'''

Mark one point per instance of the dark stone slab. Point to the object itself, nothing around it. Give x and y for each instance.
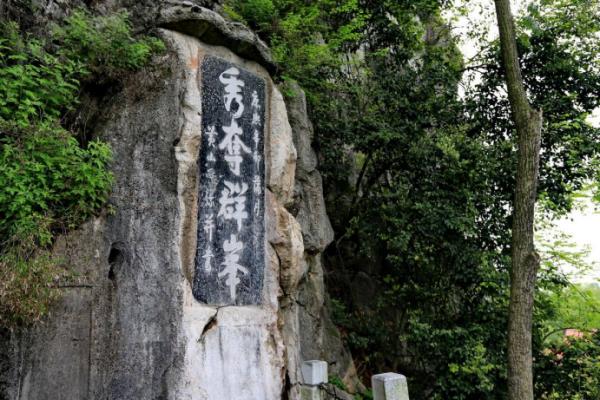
(230, 256)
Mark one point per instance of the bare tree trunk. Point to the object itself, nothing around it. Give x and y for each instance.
(525, 260)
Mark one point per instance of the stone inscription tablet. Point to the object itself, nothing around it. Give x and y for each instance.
(230, 255)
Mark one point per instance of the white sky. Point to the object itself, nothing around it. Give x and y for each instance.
(583, 224)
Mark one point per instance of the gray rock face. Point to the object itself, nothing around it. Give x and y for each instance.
(305, 305)
(131, 328)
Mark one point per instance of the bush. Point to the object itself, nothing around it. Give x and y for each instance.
(569, 370)
(50, 182)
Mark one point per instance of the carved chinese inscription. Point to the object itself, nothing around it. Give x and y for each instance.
(230, 255)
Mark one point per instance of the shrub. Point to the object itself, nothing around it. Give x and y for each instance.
(50, 183)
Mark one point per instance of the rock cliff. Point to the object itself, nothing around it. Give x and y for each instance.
(131, 328)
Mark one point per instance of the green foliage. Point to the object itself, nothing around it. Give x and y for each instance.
(569, 370)
(420, 182)
(51, 182)
(35, 85)
(105, 43)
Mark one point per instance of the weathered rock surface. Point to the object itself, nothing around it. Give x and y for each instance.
(305, 308)
(131, 328)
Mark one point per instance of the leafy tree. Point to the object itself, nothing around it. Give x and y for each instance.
(50, 181)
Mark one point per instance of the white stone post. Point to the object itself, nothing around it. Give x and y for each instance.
(314, 373)
(389, 386)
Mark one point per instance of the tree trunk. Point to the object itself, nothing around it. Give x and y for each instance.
(525, 260)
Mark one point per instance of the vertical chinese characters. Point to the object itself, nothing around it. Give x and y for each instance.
(230, 251)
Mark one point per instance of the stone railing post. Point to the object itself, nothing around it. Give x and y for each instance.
(314, 374)
(389, 386)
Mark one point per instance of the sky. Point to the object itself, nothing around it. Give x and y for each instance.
(582, 224)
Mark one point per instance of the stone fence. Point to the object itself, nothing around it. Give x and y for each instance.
(386, 386)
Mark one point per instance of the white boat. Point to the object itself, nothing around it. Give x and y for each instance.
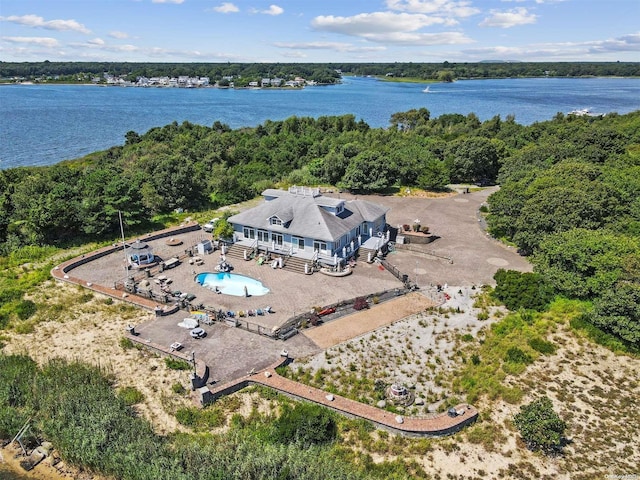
(581, 112)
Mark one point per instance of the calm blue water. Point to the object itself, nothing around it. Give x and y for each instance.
(42, 125)
(232, 284)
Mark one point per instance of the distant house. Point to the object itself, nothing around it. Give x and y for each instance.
(303, 223)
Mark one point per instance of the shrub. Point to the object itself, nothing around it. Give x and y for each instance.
(522, 290)
(305, 424)
(187, 416)
(178, 388)
(516, 355)
(541, 428)
(130, 395)
(542, 346)
(25, 309)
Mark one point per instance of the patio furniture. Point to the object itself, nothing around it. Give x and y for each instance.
(172, 262)
(198, 332)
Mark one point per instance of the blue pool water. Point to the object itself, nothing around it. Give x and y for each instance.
(232, 284)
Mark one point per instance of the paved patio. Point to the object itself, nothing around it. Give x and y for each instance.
(232, 352)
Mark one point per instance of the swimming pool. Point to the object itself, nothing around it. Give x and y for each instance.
(232, 284)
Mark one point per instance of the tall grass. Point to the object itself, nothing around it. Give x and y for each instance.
(509, 346)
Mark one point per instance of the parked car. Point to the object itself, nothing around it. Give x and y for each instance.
(210, 225)
(198, 333)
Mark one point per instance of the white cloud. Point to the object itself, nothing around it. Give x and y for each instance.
(423, 39)
(389, 27)
(273, 10)
(625, 43)
(436, 7)
(559, 51)
(336, 46)
(226, 7)
(119, 35)
(374, 23)
(36, 21)
(294, 55)
(40, 41)
(509, 18)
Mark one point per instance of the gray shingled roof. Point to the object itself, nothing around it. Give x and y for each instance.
(304, 216)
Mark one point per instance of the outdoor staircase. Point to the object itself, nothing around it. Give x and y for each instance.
(235, 254)
(363, 253)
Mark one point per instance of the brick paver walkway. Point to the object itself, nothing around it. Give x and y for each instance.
(437, 425)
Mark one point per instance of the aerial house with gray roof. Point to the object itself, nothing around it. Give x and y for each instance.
(303, 223)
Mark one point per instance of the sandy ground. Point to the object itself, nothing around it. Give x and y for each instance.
(412, 344)
(401, 341)
(92, 334)
(345, 328)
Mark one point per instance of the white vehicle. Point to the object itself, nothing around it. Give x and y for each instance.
(210, 225)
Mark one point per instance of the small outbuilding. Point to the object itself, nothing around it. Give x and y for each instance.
(140, 254)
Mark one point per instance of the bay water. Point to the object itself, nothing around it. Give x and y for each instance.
(45, 124)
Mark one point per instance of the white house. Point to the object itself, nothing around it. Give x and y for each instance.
(303, 223)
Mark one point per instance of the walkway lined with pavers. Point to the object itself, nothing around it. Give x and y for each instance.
(438, 425)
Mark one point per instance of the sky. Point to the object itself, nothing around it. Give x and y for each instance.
(295, 31)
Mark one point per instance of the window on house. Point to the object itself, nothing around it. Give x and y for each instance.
(319, 246)
(249, 232)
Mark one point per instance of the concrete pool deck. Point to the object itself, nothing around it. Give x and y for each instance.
(232, 353)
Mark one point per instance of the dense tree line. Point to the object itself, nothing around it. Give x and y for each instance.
(569, 196)
(321, 72)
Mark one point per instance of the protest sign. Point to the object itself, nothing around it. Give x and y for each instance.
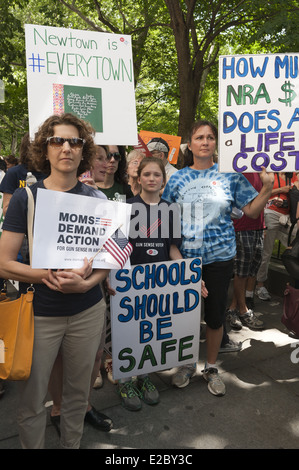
(172, 140)
(69, 227)
(87, 73)
(155, 316)
(259, 113)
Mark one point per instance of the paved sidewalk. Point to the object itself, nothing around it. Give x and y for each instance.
(259, 411)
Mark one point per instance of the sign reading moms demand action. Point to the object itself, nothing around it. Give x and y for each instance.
(259, 113)
(89, 74)
(74, 227)
(155, 316)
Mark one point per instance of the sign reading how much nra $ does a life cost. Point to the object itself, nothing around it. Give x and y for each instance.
(259, 112)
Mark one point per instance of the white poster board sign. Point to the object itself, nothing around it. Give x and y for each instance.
(155, 316)
(259, 113)
(87, 73)
(69, 227)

'''

* _Exercise description_:
None of the pictures should be reproduced; all other material above must be set down exactly.

* _Your solution_:
Mark one point per instance of the dark stone slab. Point to the object itself, nothing around it. Give x and y for each instance.
(230, 256)
Mark one point per instance of the bare tree trunk. Point to the object itself, nothing around it. Give x and y for each instance.
(525, 260)
Mark one point per instance of the stone inscription tablet. Point to the object itself, nothing around it. Give x and y for each instance.
(230, 255)
Mark one point per instance of the white sky. Point to the object itself, nothing around it. Give x and y for each instance.
(583, 224)
Mark one point per instance of the gray rock face. Point to the object itself, nothing around it. Give x and y for each instance.
(305, 305)
(131, 328)
Mark one point per instance of the bush. Point to the object itself, nothing around it. Give x and y for each instance.
(569, 370)
(50, 182)
Mark one point per instance of the carved chinese inscription. Point to the object itself, nothing around it. Give x and y for each instance.
(230, 255)
Mark one point per instance of the shrub. Point to the object itself, nothing around it. Give x and y for each instance.
(50, 183)
Mark one point per instance of the rock cliff. Point to the object itself, nothing around it. Give x and y for each instance.
(131, 328)
Mark one point per instance of the green foliage. Point to the object itself, nothing around it. Give x and y for each instance.
(569, 370)
(420, 182)
(51, 182)
(35, 85)
(105, 43)
Mark one point per instance of the weathered rock surface. Point to the object itself, nothing around it. Give x and y for each instance.
(305, 308)
(131, 328)
Mark one point per instance of the leafy tree. Point to the object itself, nothing around it. Give x and y for each instance.
(50, 181)
Mark one point per instance of the white stone post. Point to the object itself, nothing around it. Give x and y for each instance.
(314, 373)
(389, 386)
Mark one point per instance of the tree trunk. Point to the object itself, nothing around it. Give x and y for each instance.
(525, 260)
Mark one point per instance of the vertical chinese characters. Point to the object itself, nothing around it. Give x and y for each instance.
(230, 251)
Mark one point per instance of the stone railing post. Point to the object itself, nothing around it. Give x and y for each instance.
(314, 374)
(389, 386)
Mark one point per instance of the sky. Point to the object itself, nothing around it. Give x and y for each instance.
(582, 224)
Mark one point per instance of the stone fence. Point to the object itself, nothing around it. Give x and y for each instance.
(386, 386)
Mark one point per instance of the white boat. Point to the object itself, nothing around it. Give x and y for each instance.
(581, 112)
Mark one point per instance of the calm blue water. Point to the object itself, nothing around it. Give x and y for each instance.
(42, 125)
(232, 284)
Mark one point per instance of the distant house. Point to the object itself, nothing around it. Give x and y for each instance.
(303, 223)
Mark one point per instance of the shrub. Point to the object itself, nothing around it. Give x and y for each instance.
(522, 290)
(305, 424)
(187, 416)
(178, 388)
(516, 355)
(541, 428)
(130, 395)
(542, 346)
(25, 309)
Mark one point per instance of the patio furniture. Point to the object itself, nothing around it. Give x and y for each instance.
(172, 262)
(198, 332)
Mark one point per instance of the blue pool water. Point to the object itself, nothing around it. Give x and y for each instance.
(232, 284)
Mark one point per instance of the paved patio. Point to the object itself, nothing around it. Give x and y for each instance.
(232, 352)
Mark one point per instance of the swimming pool. Point to the object itself, nothing around it. Give x and y for each instance.
(232, 284)
Mark one point per instance of the tall grass. Point to the object itself, nothing around it. Give x and y for each instance.
(509, 346)
Mark one point per instance of the parked car. Point to the object itself, nothing around it. Give x and y for each instance.
(210, 225)
(198, 333)
Mark one point per instance of the white cloud. Point to the object itself, nothing around it. Give x and y for each instance.
(423, 39)
(389, 27)
(273, 10)
(625, 43)
(436, 7)
(559, 51)
(336, 46)
(226, 7)
(119, 35)
(374, 23)
(36, 21)
(294, 55)
(40, 41)
(509, 18)
Mark one point per instance of the gray shingled roof. Point to the object itself, nothing around it. Give x and y for each instance.
(304, 216)
Mark one point per instance of the outdoor staircase. Point to the object itself, nothing around it. Give x and y for each instance.
(235, 254)
(363, 253)
Mark one point per instance of the brick paver walkway. Point to the object itself, nothing around it. Give x and y for each instance.
(437, 425)
Mark one point per instance of the aerial house with gray roof. Point to the object itself, nothing around it. Give x and y for each instance.
(303, 223)
Mark one point per instance of the sandy ground. Point to the object itself, nothing around it. Give x and y for each instance.
(412, 344)
(401, 341)
(92, 334)
(345, 328)
Mark one point per instance of the white vehicle. Point to the object itself, nothing around it. Give x and y for each instance.
(210, 225)
Mark one point per instance of the small outbuilding. Point to the object itself, nothing around it. Give x and y for each instance.
(140, 254)
Mark one point per instance of the bay water. Point to the object itself, nothing around it. Give x and y for each instance.
(45, 124)
Mark one point per instance of the white house. Point to the object itself, nothing around it. Give x and y for each instance.
(303, 223)
Mark one point per instance of the walkway lined with pavers. Point to the object itself, nothing around it. Give x and y for each instance.
(438, 425)
Mark one point per instance of the sky. Point to the object itself, nothing around it. Give x and y for each instance.
(295, 31)
Mark one point per instance of the window on house. Point to the object itself, nothing around it. Give x and y for each instance.
(319, 246)
(249, 232)
Mark one point per instance of the concrete pool deck. Point to the object itself, nothing around it. Give x and y for each instance.
(232, 353)
Mark one point per instance of the dense tree line. Point to the object itself, nothing around it. Give x and y for each instance.
(569, 196)
(321, 72)
Mark one point per instance of the protest sign. Point to the object itself, nothing around it. Give x and y for each instance.
(172, 140)
(69, 227)
(87, 73)
(155, 316)
(259, 113)
Mark one point per instance of the paved sidewalk. Point to the object itself, nothing around it. Give x and y for each instance.
(259, 411)
Mark one point per instance of the sign reading moms demand action. Point to the object itself, nothing around it. Give x and y for each instance.
(259, 113)
(89, 74)
(74, 227)
(155, 316)
Mark one point per instance of the sign reading how much nra $ does a life cost. Point to the object itself, nothing around it. Give x and y for each instance.
(259, 112)
Mark one point per instance of the white poster board sign. Point to the object itself, nothing around it. Give x and y for each instance.
(155, 316)
(259, 113)
(87, 73)
(69, 227)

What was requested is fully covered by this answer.